== INSTRUÇÕES ==
Atualize todo o material desde a linha com "Could you please locate the sea" até a linha com "xmin=816 ymin=234 xmax=896 ymax=253", incluindo as duas, trocando "wispy cloud" por "faint cloud". Reproduza só esse trecho, sem nenhuma outra alteração.

[Trechos de dados de regiões rotuladas]
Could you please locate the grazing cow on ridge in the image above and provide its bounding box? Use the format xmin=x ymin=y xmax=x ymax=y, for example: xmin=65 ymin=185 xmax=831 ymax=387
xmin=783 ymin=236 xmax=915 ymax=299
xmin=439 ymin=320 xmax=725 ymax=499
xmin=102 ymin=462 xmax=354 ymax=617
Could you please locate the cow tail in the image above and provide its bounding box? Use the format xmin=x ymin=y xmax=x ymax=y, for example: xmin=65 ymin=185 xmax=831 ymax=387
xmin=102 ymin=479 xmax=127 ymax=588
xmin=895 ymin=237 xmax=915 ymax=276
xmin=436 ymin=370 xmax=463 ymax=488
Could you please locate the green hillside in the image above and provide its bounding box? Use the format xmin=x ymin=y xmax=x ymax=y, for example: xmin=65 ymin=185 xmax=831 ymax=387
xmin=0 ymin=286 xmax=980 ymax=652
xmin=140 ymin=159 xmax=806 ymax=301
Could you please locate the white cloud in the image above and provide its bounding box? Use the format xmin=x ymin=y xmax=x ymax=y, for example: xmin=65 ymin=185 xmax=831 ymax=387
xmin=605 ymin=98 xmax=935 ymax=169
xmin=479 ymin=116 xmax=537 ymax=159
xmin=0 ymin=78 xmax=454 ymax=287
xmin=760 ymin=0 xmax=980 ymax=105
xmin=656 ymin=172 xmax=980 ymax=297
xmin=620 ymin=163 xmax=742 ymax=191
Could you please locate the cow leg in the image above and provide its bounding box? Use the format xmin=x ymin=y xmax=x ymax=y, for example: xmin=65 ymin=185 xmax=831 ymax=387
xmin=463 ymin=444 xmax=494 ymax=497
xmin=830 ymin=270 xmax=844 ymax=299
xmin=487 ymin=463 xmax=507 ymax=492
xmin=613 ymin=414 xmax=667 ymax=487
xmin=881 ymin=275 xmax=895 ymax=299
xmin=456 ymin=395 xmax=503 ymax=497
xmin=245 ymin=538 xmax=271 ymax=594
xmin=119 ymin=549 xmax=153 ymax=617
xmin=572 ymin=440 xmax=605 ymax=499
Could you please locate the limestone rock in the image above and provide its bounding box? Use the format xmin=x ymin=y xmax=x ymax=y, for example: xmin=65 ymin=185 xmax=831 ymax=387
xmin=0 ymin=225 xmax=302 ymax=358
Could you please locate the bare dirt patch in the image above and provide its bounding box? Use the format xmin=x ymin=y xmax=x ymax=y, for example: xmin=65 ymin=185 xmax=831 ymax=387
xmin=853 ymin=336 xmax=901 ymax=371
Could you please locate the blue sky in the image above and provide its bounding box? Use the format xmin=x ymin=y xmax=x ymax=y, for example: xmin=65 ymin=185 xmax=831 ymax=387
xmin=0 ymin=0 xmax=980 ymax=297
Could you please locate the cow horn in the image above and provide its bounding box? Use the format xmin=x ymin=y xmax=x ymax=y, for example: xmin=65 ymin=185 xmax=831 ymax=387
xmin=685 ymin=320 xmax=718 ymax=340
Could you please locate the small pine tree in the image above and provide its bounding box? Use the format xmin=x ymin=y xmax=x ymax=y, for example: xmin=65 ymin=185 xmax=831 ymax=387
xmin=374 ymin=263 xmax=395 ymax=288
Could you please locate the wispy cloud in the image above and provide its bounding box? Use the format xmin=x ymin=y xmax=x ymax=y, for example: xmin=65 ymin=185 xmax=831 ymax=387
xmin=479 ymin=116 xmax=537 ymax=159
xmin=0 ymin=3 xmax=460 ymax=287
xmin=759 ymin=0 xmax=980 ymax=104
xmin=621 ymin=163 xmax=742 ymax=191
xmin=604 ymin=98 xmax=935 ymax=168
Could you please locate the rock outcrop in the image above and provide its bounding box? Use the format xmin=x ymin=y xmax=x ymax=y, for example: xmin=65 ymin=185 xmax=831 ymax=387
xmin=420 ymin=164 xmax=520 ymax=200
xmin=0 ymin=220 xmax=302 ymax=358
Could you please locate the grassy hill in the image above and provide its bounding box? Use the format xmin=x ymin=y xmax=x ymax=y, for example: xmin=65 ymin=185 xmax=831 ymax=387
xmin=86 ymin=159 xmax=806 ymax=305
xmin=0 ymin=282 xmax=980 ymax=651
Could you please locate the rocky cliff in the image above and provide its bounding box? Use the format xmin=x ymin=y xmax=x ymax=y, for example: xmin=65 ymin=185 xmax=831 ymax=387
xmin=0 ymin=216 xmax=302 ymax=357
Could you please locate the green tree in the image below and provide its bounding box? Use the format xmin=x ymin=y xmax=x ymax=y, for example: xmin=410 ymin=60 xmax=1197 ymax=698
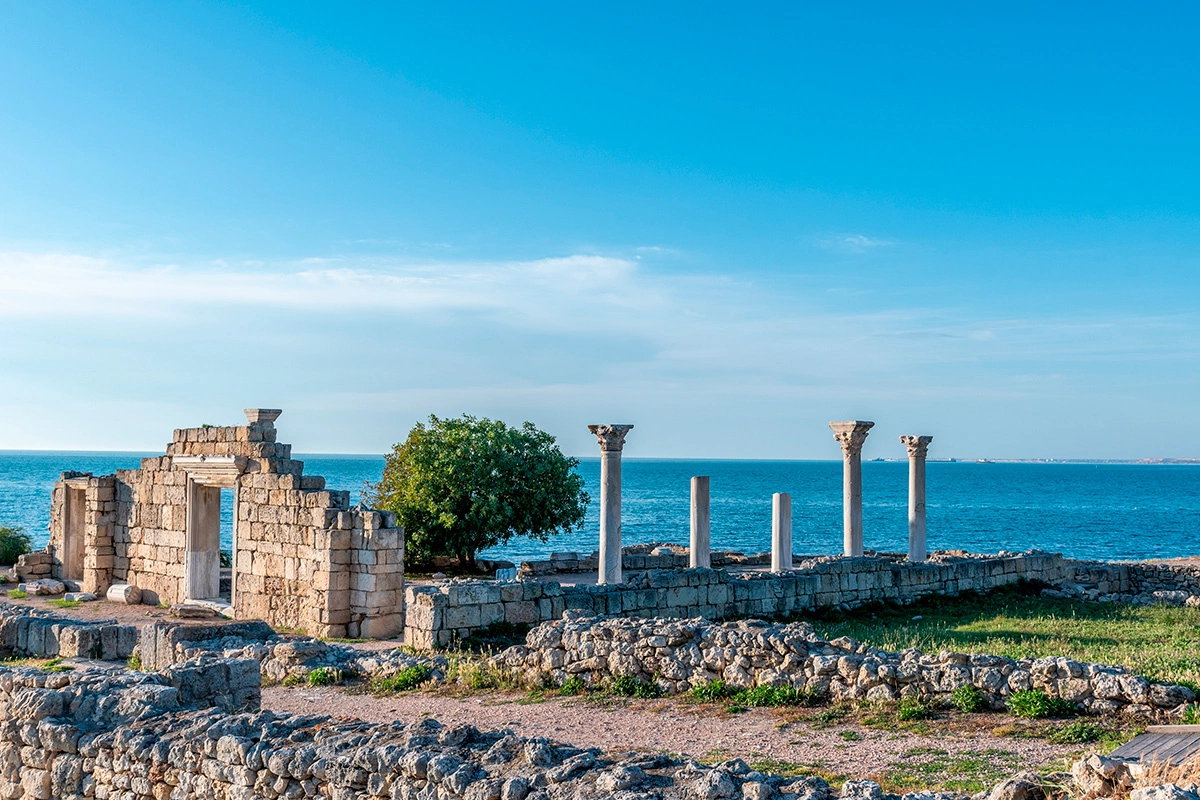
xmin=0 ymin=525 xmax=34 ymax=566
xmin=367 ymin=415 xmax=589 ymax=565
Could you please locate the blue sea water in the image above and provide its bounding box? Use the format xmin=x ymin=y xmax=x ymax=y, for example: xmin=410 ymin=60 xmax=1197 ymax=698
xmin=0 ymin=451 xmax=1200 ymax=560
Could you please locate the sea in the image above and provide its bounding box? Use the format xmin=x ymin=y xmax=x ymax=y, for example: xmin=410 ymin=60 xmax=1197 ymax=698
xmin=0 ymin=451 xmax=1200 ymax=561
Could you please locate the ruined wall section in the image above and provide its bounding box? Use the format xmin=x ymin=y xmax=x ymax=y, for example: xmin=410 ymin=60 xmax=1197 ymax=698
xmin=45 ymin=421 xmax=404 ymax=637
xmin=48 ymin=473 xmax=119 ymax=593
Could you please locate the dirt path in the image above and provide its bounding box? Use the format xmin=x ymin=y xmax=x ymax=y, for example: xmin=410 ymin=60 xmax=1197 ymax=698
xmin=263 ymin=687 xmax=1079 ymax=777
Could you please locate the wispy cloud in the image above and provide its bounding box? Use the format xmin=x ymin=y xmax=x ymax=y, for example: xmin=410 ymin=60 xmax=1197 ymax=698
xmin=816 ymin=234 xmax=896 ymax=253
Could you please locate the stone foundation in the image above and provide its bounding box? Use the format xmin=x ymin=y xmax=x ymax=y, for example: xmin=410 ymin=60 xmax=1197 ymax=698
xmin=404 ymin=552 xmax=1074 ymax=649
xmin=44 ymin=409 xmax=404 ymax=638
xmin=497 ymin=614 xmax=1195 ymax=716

== EXERCÍCIO RESOLVIDO ==
Could you please locate the sea in the image above and provide its bounding box? Use the format xmin=x ymin=y xmax=x ymax=y, for example: xmin=410 ymin=60 xmax=1197 ymax=698
xmin=0 ymin=451 xmax=1200 ymax=561
Could you please locate the ruined wall section in the image above and provide its bounding box? Use the format xmin=x ymin=y xmax=x ymax=y, for example: xmin=410 ymin=60 xmax=1197 ymax=698
xmin=45 ymin=421 xmax=404 ymax=637
xmin=48 ymin=473 xmax=119 ymax=593
Could you please locate the dirt path in the image above and provide its bounding box? Use the format xmin=x ymin=y xmax=x ymax=y, for example: xmin=410 ymin=60 xmax=1197 ymax=698
xmin=263 ymin=687 xmax=1079 ymax=777
Could you please locate the faint cloud in the image above and provide its bounding box? Use the format xmin=x ymin=y xmax=x ymax=y, for example: xmin=410 ymin=60 xmax=1197 ymax=698
xmin=816 ymin=234 xmax=896 ymax=253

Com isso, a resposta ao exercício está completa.